▶ What this task involves: Rescale the listing below by reproducing every line, requests included, with each x and y point coordinate in the JSON answers multiplied by 0.65 and rounded to a whole number, halves rounding up. Leave the pictures out of your reply.

▶ Data listing:

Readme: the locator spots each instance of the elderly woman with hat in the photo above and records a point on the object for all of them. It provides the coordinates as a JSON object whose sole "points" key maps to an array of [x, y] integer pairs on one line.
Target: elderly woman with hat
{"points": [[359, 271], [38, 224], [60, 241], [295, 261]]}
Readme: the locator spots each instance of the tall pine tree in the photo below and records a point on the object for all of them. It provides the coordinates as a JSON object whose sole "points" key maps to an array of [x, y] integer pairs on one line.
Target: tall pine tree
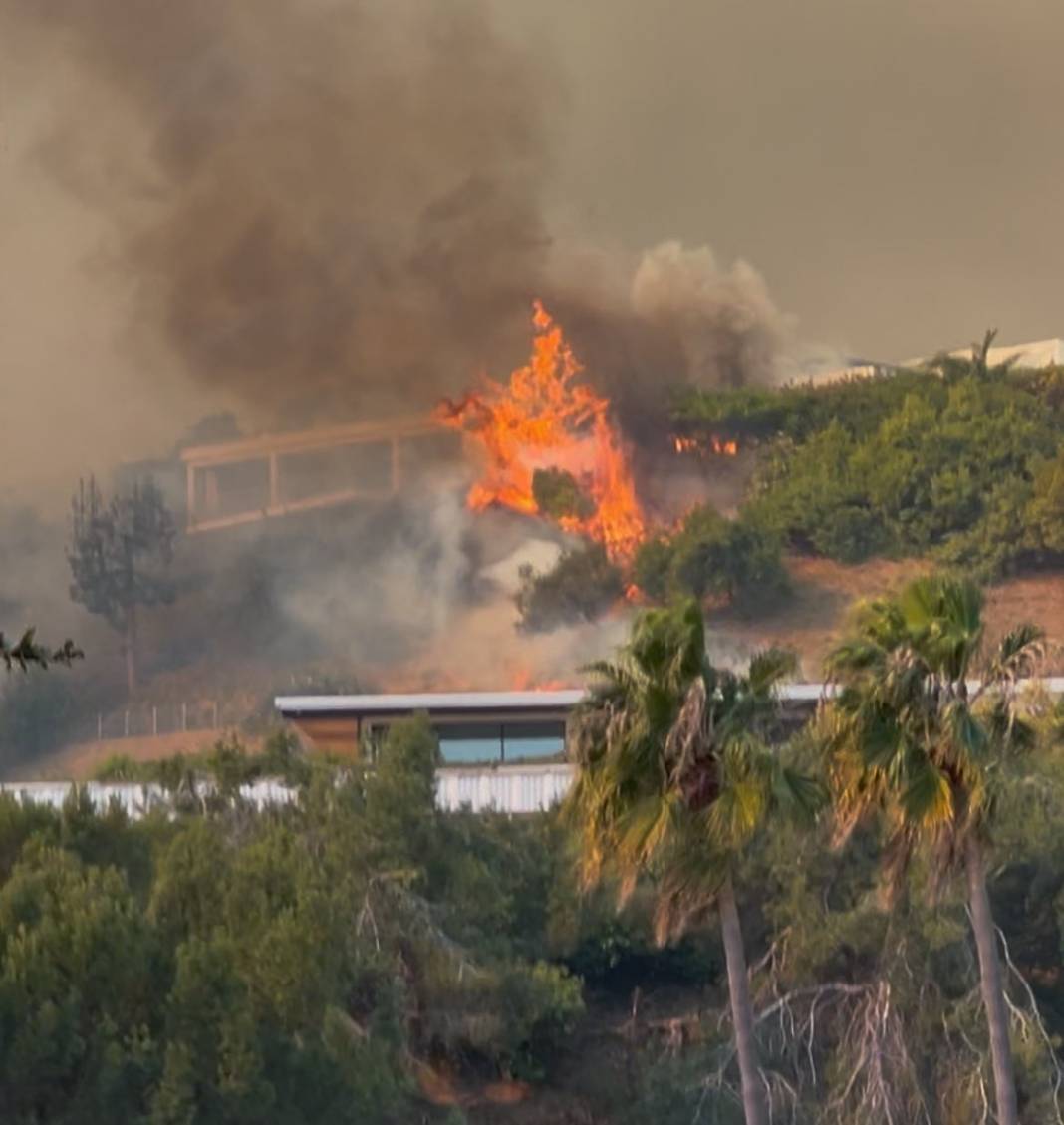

▶ Finished task:
Readme: the locator spots each instance of the elderly woman with hat in the photo above and records a point on the object for all of them. It provides the coordinates as a JSON object whose sole "points" key maps to an array of [x, y] integer pairs on one line.
Target: elderly woman with hat
{"points": [[233, 176], [25, 146], [39, 157], [192, 170]]}
Readme: the locator spots each instance of the tall pine tree in the photo below and records a point on the object for all of them. It provides the coordinates as a JSON object whose sole "points" key maps to an array of [x, y] integer pairs on one line.
Target: tall pine tree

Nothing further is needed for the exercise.